• **PROBLEM TO WORK ON**
Extract each of the lines below that contains the word "white", reproducing them in full. Matching is case-sensitive.

• **DATA IN THIS EXERCISE**
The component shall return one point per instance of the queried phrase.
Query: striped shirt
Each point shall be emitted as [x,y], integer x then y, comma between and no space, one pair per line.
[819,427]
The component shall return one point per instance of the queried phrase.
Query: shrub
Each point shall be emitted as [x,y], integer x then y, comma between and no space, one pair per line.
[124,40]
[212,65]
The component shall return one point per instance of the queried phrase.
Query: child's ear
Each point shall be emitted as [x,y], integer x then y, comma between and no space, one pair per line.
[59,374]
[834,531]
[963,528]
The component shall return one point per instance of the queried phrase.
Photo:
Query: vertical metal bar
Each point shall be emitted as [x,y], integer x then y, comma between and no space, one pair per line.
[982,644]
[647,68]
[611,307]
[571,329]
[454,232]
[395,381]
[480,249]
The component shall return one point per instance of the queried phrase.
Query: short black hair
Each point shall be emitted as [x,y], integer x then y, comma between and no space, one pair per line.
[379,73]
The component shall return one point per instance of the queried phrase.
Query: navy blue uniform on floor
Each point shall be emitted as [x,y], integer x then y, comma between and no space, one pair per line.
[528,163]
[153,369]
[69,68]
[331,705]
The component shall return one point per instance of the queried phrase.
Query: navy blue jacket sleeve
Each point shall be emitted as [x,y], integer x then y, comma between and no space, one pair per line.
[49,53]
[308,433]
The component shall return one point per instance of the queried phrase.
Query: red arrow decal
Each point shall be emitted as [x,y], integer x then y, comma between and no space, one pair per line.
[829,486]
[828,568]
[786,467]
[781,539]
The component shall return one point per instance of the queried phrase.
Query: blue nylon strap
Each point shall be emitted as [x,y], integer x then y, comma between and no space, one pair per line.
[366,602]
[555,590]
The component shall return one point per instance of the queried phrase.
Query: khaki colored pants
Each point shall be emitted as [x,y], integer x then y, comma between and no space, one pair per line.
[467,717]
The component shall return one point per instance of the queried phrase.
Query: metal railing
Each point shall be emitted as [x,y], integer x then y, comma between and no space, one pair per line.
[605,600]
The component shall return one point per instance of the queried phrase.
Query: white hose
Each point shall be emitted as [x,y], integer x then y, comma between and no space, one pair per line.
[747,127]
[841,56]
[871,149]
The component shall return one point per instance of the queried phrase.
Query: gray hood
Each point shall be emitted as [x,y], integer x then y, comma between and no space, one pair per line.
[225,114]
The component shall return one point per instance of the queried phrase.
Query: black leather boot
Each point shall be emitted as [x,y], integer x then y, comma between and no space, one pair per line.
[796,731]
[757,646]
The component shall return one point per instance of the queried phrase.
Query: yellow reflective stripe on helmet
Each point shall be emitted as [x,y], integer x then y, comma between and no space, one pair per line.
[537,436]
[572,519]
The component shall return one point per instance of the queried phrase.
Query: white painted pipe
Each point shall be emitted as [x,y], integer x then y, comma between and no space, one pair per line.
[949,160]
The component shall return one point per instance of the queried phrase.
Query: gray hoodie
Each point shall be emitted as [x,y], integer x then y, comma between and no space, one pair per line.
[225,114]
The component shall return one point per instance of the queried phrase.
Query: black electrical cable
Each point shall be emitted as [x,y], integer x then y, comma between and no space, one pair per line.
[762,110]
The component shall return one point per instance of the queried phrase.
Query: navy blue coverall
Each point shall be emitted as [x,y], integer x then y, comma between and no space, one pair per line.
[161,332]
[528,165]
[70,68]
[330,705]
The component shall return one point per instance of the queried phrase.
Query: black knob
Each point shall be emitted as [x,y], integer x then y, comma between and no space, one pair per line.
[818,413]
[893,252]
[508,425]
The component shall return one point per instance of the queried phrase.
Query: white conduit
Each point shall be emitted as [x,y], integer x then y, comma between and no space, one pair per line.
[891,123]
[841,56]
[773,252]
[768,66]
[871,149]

• **CORRECT ANSWER**
Query: white hose
Query: white painted pipe
Query: white conduit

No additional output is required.